- Texte fourni
::::::

À l’heure où les algorithmes orientent des dimensions sans cesse plus nombreuses de nos existences - éducation, médecine, police, justice, surveillance, médias… -, cette session thématique met en dialogue une pluralité de propositions théoriques et méthodologiques émergentes qui placent ces dispositifs au cœur de leurs réflexions. La session réunira des chercheur·e·s autour d’une interrogation principale : à quelles conditions les algorithmes peuvent-ils constituer un objet pour la sociologie ?
La première ambition consiste à réinscrire les dispositifs algorithmiques parmi les objets classiques des sciences sociales afin d’en restituer l’épaisseur, par delà la nouveauté. Ce geste invite à les repositionner dans des chaînes de production et dans leurs infrastructures matérielles (Bowker et Star, 2000), mais aussi à analyser leurs ancrages dans des luttes et des rapports sociaux, ainsi que les grands récits qu'ils embarquent (Beltrame et Peerbaye, 2018). La trajectoire des algorithmes et leurs effets sont façonnés par les contextes de production et d’utilisation. Si leur déploiement s'accompagne d'une rhétorique de la "rupture", différents travaux donnent à voir comment ces dispositifs reconduisent, voire durcissent, les normes sociales préexistantes (Romele, 2023). Les algorithmes peuvent en effet consolider des rapports de domination, renforcer la division du travail et légitimer les frontières entre travail prestigieux et « sale boulot » (Christin 2020). Mais les cas de résistances ou de détournements de ces outils sont tout aussi pertinents à analyser, comme les utilisations volontairement sporadiques des outils prédictifs, le data activisme, la perturbation des recueils des données ou leur reclassage manuel (Brayne et Christine, 2021 ; Kang et Hudson, 2024). Leur utilisation peut aussi conduire à questionner des catégorisations ou des pratiques existantes, en les visibilisant (D’Ignazio & Klein 2020). Le recours à des perspectives théoriques diverses, ancrées dans les infrastructure studies, les STS, l’analyse des rapports sociaux (de genre, de classe et de race, etc), la sociologie du travail, permettra également d’enrichir l’espace théorique de discussion sur le cadrage de l’analyse des algorithmes.

::::::

- Travail demandé
**A)** Recopiez le passage du texte sur la sociologie des algorithmes qui va de « À l’heure où » jusqu'à « la sociologie ? ».
**B)** Poursuivez le texte sur la sociologie des algorithmes à partir de l'endroit où il s'arrête.

- Entrées de pointage d'objets étiquetés
::::::

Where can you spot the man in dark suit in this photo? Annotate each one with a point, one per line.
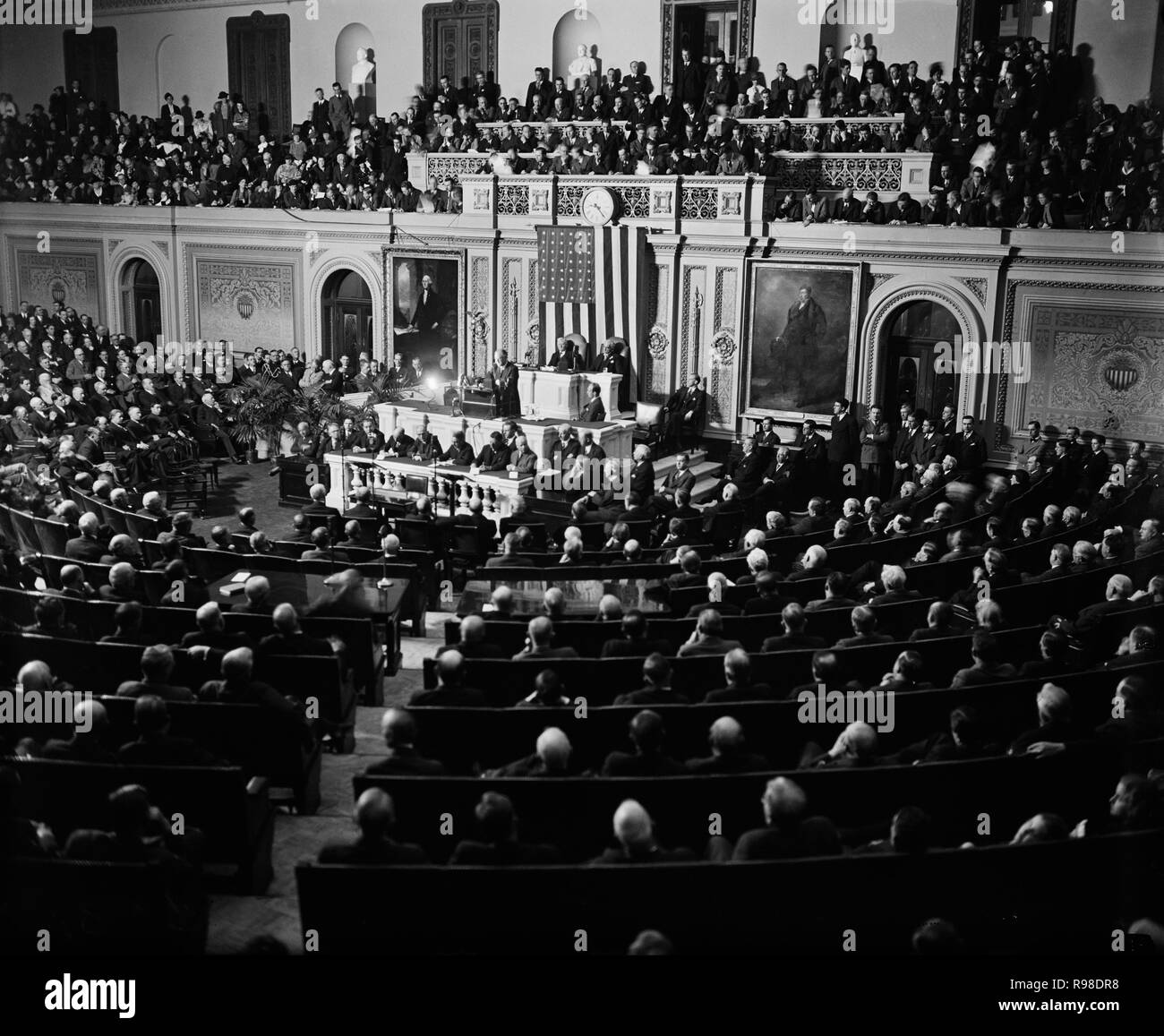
(767, 600)
(539, 640)
(903, 452)
(86, 547)
(655, 688)
(155, 746)
(641, 478)
(728, 752)
(375, 816)
(399, 732)
(746, 470)
(426, 447)
(685, 411)
(474, 643)
(778, 487)
(595, 410)
(646, 733)
(505, 389)
(319, 512)
(1097, 466)
(497, 844)
(794, 638)
(635, 641)
(458, 450)
(844, 449)
(369, 439)
(399, 443)
(676, 478)
(967, 446)
(738, 680)
(613, 360)
(493, 455)
(430, 309)
(450, 689)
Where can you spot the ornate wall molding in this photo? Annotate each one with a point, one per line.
(1108, 394)
(691, 319)
(978, 286)
(197, 252)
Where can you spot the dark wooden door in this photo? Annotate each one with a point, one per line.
(92, 58)
(259, 69)
(460, 39)
(689, 20)
(460, 46)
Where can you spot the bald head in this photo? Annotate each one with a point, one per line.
(726, 736)
(449, 666)
(783, 801)
(398, 728)
(210, 617)
(34, 676)
(610, 606)
(286, 620)
(540, 629)
(632, 826)
(256, 589)
(554, 602)
(554, 749)
(373, 813)
(90, 717)
(473, 629)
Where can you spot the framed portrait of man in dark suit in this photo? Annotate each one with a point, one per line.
(425, 298)
(802, 325)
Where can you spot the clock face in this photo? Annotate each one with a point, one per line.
(598, 206)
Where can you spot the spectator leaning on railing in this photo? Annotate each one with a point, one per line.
(1047, 155)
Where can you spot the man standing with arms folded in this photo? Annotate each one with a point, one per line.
(844, 449)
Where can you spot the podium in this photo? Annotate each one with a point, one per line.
(478, 403)
(551, 394)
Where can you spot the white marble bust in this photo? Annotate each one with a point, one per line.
(364, 70)
(582, 69)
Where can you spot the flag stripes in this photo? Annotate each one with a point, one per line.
(620, 267)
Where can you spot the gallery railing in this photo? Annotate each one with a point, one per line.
(667, 201)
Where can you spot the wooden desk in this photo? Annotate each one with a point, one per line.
(582, 596)
(301, 589)
(398, 480)
(615, 437)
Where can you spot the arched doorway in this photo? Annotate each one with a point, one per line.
(914, 372)
(141, 301)
(347, 315)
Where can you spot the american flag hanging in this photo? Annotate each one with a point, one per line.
(613, 306)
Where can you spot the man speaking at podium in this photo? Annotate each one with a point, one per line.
(567, 356)
(505, 395)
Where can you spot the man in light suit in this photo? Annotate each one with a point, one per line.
(430, 310)
(505, 394)
(595, 411)
(679, 477)
(685, 411)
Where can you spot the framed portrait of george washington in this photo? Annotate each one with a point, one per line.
(424, 309)
(802, 324)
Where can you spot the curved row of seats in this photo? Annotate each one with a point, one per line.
(1040, 900)
(575, 813)
(466, 738)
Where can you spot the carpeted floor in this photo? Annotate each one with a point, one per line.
(236, 919)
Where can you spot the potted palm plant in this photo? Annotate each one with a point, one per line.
(262, 404)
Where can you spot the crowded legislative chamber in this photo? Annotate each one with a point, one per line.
(640, 477)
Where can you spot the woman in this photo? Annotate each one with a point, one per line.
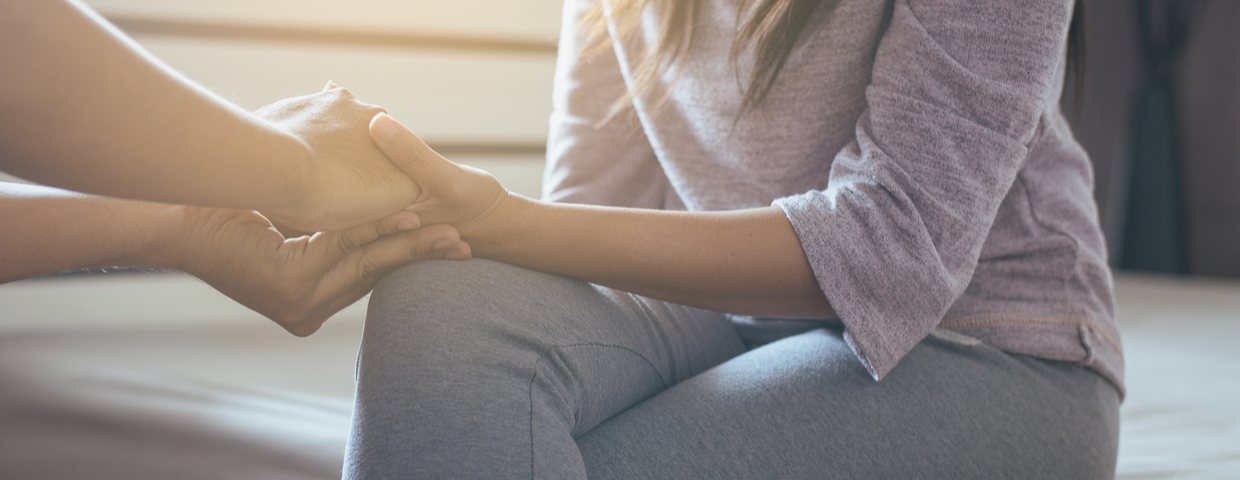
(902, 166)
(84, 108)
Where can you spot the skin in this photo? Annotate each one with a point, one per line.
(87, 109)
(745, 262)
(296, 282)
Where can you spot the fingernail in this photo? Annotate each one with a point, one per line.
(409, 223)
(443, 243)
(383, 127)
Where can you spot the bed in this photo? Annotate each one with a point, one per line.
(225, 395)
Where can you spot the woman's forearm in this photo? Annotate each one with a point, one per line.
(86, 109)
(744, 262)
(48, 231)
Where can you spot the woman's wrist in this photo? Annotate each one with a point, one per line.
(166, 233)
(296, 194)
(499, 231)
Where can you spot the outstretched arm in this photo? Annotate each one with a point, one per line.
(295, 282)
(84, 108)
(744, 262)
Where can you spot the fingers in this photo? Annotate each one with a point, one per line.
(341, 243)
(404, 149)
(375, 258)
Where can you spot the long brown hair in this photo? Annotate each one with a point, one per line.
(773, 29)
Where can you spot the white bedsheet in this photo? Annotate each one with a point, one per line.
(244, 400)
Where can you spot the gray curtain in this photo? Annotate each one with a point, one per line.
(1204, 118)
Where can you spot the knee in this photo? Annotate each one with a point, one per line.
(470, 304)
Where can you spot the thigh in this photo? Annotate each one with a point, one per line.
(484, 370)
(804, 407)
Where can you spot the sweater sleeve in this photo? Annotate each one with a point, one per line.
(954, 101)
(592, 159)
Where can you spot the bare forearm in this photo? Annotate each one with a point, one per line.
(744, 262)
(48, 230)
(86, 109)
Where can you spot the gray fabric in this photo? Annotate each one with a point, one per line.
(484, 370)
(915, 145)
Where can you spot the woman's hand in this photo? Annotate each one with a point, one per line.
(351, 181)
(301, 282)
(461, 196)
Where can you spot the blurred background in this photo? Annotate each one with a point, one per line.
(1158, 111)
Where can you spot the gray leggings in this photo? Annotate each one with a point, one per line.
(480, 370)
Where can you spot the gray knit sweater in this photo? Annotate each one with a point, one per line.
(915, 145)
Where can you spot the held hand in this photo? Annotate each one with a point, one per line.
(461, 196)
(351, 181)
(301, 282)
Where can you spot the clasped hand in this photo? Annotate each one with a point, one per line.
(383, 171)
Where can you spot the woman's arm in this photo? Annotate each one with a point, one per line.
(744, 262)
(295, 282)
(86, 108)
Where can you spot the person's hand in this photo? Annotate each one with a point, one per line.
(301, 282)
(459, 195)
(351, 181)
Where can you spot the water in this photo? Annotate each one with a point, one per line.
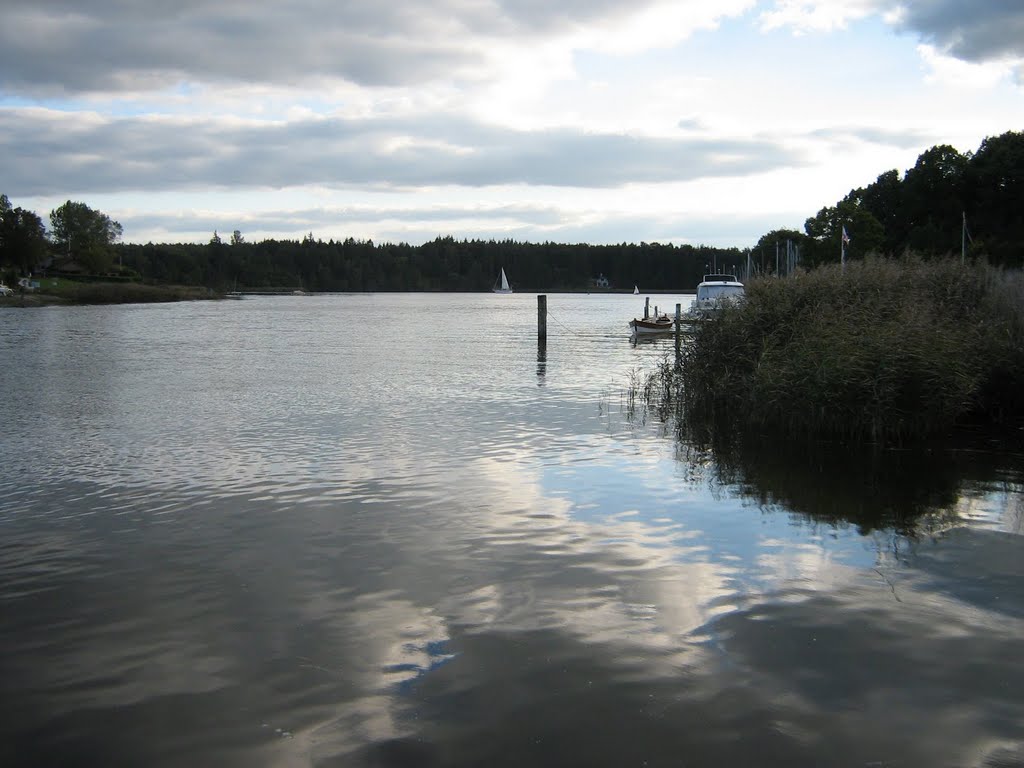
(390, 530)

::::::

- Exercices corrigés
**A)**
À l’heure où les algorithmes orientent des dimensions sans cesse plus nombreuses de nos existences - éducation, médecine, police, justice, surveillance, médias… -, cette session thématique met en dialogue une pluralité de propositions théoriques et méthodologiques émergentes qui placent ces dispositifs au cœur de leurs réflexions. La session réunira des chercheur·e·s autour d’une interrogation principale : à quelles conditions les algorithmes peuvent-ils constituer un objet pour la sociologie ?

**B)**
La seconde ambition de cette session thématique consiste à tester la validité des méthodes traditionnelles des sciences sociales de recueil de données et d’analyse pour l’étude des algorithmes. Dans la filiation des ethnographies pionnières (Forsythe, 1993 ; 1999) et de recherches plus récentes (Beaudouin & Velkovska, 2023 ; Christin 2017 ; 2020 ; Jaton 2020 ; 2021, Vayre, 2018), cette session cherchera à analyser les enjeux que la présence des chercheuses et chercheurs sur le terrain pose à l’étude des algorithmes. Nous traiterons de stratégies parfois opposées, entre des appels à la nécessité de construire des outils “sur mesure” (Benbouzid, 2017), le recours à des méthodes elles-mêmes algorithmiques (Richard et al., 2022) et l’exploration des possibilités qu’offrent déjà l’ethnographie, les entretiens, l’analyse d’archives, la cartographie, la quantification, etc.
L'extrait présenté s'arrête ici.